** Opening Task inputs block **

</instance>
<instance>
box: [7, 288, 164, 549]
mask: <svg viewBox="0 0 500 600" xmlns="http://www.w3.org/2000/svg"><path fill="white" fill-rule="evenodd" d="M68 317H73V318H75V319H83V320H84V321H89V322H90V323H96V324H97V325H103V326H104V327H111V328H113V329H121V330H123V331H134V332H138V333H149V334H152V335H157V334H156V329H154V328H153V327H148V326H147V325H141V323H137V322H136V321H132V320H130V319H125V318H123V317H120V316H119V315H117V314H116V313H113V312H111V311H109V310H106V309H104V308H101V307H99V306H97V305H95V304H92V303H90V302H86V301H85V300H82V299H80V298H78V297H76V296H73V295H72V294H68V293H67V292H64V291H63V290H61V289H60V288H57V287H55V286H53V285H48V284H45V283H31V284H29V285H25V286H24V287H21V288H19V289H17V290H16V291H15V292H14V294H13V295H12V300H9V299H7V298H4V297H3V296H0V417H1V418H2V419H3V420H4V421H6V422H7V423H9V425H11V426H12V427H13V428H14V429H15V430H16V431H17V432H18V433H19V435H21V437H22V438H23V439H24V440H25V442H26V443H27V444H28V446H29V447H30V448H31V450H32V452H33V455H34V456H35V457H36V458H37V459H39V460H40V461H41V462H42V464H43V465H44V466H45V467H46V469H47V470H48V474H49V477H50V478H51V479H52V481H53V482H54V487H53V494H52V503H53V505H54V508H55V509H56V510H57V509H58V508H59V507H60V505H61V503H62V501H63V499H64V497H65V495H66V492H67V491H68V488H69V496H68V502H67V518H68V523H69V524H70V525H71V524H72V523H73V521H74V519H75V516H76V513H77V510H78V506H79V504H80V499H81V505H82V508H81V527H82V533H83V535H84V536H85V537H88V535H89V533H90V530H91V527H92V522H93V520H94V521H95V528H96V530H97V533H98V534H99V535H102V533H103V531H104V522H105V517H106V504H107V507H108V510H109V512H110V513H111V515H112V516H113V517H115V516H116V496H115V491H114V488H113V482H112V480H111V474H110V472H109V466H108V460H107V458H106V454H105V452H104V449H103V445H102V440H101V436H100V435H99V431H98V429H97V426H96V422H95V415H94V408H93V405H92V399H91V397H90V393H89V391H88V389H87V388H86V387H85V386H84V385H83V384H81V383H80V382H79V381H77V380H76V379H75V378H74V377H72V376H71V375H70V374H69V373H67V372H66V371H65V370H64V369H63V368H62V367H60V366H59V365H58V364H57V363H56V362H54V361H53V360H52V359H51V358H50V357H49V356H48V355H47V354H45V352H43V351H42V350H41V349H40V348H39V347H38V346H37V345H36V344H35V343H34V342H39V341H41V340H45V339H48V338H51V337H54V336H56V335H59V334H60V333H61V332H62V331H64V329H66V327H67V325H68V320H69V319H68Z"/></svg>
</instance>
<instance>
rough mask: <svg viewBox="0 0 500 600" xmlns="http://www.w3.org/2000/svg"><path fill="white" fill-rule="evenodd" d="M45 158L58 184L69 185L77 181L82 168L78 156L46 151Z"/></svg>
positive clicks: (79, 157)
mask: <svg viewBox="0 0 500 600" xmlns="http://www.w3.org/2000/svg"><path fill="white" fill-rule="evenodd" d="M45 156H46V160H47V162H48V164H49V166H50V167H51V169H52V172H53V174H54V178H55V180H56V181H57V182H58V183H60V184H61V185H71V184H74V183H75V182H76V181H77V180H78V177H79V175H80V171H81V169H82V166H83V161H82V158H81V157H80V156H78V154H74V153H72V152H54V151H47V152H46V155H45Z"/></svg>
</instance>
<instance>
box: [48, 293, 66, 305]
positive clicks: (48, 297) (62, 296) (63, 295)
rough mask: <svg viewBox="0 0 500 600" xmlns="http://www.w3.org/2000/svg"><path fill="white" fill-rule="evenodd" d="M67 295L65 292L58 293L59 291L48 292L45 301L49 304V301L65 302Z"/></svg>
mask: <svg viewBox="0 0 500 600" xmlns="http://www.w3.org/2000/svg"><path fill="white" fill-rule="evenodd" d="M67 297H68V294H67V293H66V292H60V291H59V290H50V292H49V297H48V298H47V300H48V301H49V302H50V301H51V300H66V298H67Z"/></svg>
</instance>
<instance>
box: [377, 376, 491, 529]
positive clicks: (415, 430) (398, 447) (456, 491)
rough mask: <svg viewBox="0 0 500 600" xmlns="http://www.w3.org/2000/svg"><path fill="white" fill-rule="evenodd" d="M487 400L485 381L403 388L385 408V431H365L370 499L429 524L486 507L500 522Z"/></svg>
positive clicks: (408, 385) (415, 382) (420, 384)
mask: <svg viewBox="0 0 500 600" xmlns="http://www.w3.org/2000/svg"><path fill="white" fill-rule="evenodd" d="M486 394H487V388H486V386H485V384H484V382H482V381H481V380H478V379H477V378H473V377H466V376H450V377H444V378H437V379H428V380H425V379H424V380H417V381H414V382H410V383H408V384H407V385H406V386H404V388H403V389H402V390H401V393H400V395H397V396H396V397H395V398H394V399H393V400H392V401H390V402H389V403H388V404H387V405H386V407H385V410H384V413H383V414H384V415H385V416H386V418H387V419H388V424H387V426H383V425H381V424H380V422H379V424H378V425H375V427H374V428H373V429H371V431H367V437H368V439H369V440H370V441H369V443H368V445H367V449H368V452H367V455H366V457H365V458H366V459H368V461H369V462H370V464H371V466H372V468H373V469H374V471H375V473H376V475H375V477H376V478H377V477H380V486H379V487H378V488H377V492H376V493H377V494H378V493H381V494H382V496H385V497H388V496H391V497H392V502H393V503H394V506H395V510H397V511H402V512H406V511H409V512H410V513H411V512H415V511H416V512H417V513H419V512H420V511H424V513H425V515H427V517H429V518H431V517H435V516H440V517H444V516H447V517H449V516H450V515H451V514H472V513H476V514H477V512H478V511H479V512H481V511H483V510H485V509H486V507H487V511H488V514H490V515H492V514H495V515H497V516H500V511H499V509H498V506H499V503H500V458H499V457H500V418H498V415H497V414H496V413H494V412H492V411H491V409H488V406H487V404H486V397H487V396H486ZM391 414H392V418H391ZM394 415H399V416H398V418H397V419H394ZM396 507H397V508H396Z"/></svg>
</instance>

** Closing Task inputs block **

▶ [Task details] All lines of the data above must be returned exactly.

▶ [Exercise response]
</instance>
<instance>
box: [7, 288, 164, 549]
mask: <svg viewBox="0 0 500 600" xmlns="http://www.w3.org/2000/svg"><path fill="white" fill-rule="evenodd" d="M68 317H73V318H75V319H83V320H84V321H89V322H90V323H96V324H97V325H103V326H104V327H111V328H113V329H121V330H123V331H134V332H138V333H149V334H152V335H157V334H156V329H154V328H153V327H148V326H147V325H141V323H137V322H136V321H132V320H130V319H125V318H123V317H120V316H119V315H117V314H116V313H113V312H111V311H109V310H106V309H104V308H101V307H99V306H97V305H95V304H92V303H90V302H86V301H85V300H82V299H80V298H78V297H76V296H73V295H72V294H68V293H67V292H64V291H63V290H61V289H60V288H57V287H55V286H53V285H48V284H45V283H31V284H29V285H25V286H24V287H21V288H19V289H17V290H16V291H15V292H14V294H13V295H12V300H9V299H7V298H4V297H3V296H0V417H1V418H2V419H3V420H4V421H6V422H7V423H9V425H11V426H12V427H13V428H14V429H15V430H16V431H17V432H18V433H19V435H21V437H22V438H23V439H24V440H25V442H26V443H27V444H28V446H29V447H30V448H31V450H32V452H33V455H34V456H35V457H36V458H37V459H39V460H40V461H41V462H42V464H43V465H44V466H45V467H46V469H47V470H48V474H49V477H50V478H51V479H52V481H53V482H54V487H53V494H52V503H53V505H54V508H55V509H56V510H57V509H58V508H59V507H60V505H61V503H62V501H63V499H64V497H65V495H66V492H67V491H68V488H69V496H68V502H67V518H68V523H69V524H70V525H71V524H72V523H73V521H74V519H75V516H76V513H77V510H78V506H79V504H80V499H81V505H82V508H81V527H82V533H83V535H84V536H85V537H88V535H89V533H90V530H91V527H92V522H93V520H94V521H95V528H96V530H97V533H98V534H99V535H102V533H103V531H104V522H105V517H106V504H107V507H108V510H109V512H110V513H111V515H112V516H113V517H115V516H116V496H115V491H114V488H113V482H112V480H111V474H110V472H109V466H108V460H107V458H106V454H105V452H104V449H103V445H102V440H101V436H100V435H99V431H98V429H97V426H96V422H95V415H94V408H93V405H92V399H91V397H90V393H89V391H88V389H87V388H86V387H85V386H84V385H83V384H81V383H80V382H79V381H77V380H76V379H75V378H74V377H72V376H71V375H70V374H69V373H67V372H66V371H65V370H64V369H63V368H62V367H60V366H59V365H58V364H57V363H56V362H54V361H53V360H52V359H51V358H50V357H49V356H48V355H47V354H45V352H43V351H42V350H41V349H40V348H39V347H38V346H37V345H36V344H35V343H34V342H39V341H41V340H45V339H48V338H51V337H54V336H56V335H59V334H60V333H61V332H62V331H64V329H66V327H67V325H68V320H69V319H68Z"/></svg>
</instance>
<instance>
rough mask: <svg viewBox="0 0 500 600" xmlns="http://www.w3.org/2000/svg"><path fill="white" fill-rule="evenodd" d="M45 158L58 184L69 185L77 181L82 168L78 156L46 151Z"/></svg>
positive clicks: (79, 157)
mask: <svg viewBox="0 0 500 600" xmlns="http://www.w3.org/2000/svg"><path fill="white" fill-rule="evenodd" d="M45 156H46V160H47V162H48V164H49V166H50V167H51V169H52V172H53V174H54V178H55V180H56V181H57V182H58V183H60V184H61V185H71V184H74V183H75V182H76V181H77V180H78V177H79V175H80V171H81V169H82V166H83V161H82V158H81V157H80V156H78V154H74V153H72V152H54V151H47V152H46V155H45Z"/></svg>
</instance>
<instance>
box: [48, 293, 66, 305]
positive clicks: (48, 297) (62, 296) (63, 295)
rough mask: <svg viewBox="0 0 500 600" xmlns="http://www.w3.org/2000/svg"><path fill="white" fill-rule="evenodd" d="M67 295L65 292L58 293L59 291L48 292L45 301L49 304V301L65 302Z"/></svg>
mask: <svg viewBox="0 0 500 600" xmlns="http://www.w3.org/2000/svg"><path fill="white" fill-rule="evenodd" d="M67 297H68V294H67V293H66V292H60V291H59V290H50V292H49V297H48V298H47V300H48V301H49V302H50V301H51V300H66V298H67Z"/></svg>
</instance>
<instance>
box: [377, 376, 491, 529]
positive clicks: (415, 430) (398, 447) (456, 491)
rough mask: <svg viewBox="0 0 500 600" xmlns="http://www.w3.org/2000/svg"><path fill="white" fill-rule="evenodd" d="M487 400L485 381L403 388L385 408V431H365L370 499L429 524L486 507L500 522Z"/></svg>
positive clicks: (408, 385) (415, 382) (420, 384)
mask: <svg viewBox="0 0 500 600" xmlns="http://www.w3.org/2000/svg"><path fill="white" fill-rule="evenodd" d="M486 394H487V388H486V386H485V384H484V382H482V381H481V380H478V379H477V378H473V377H466V376H450V377H444V378H437V379H428V380H425V379H424V380H417V381H414V382H410V383H408V384H407V385H406V386H404V388H403V389H402V390H401V393H400V395H397V396H396V397H395V398H394V399H393V400H392V401H390V402H389V403H388V404H387V405H386V407H385V410H384V413H383V414H384V415H385V416H386V418H387V419H388V424H387V426H383V425H381V424H380V422H379V424H378V425H375V427H374V428H373V429H371V431H367V437H368V439H369V440H370V441H369V443H368V445H367V449H368V452H367V455H366V457H365V458H366V459H368V461H369V462H370V464H371V466H372V468H373V469H374V471H375V473H376V475H375V477H376V478H377V477H380V486H379V487H378V488H377V492H376V493H377V494H378V493H381V494H382V496H385V497H388V496H391V497H392V502H393V503H394V506H395V510H397V511H402V512H406V511H409V512H410V513H411V512H415V511H416V512H417V513H419V512H420V511H424V513H425V515H427V517H429V518H431V517H435V516H440V517H444V516H447V517H449V516H450V515H451V514H472V513H476V514H477V512H478V511H479V512H481V511H483V510H485V509H486V507H487V511H488V514H490V515H492V514H495V515H497V516H500V511H499V509H498V506H499V503H500V458H499V457H500V418H498V415H497V414H496V413H494V412H492V411H491V409H488V406H487V404H486V397H487V396H486ZM391 414H392V418H391ZM394 415H399V416H398V418H397V419H394ZM396 507H397V508H396Z"/></svg>
</instance>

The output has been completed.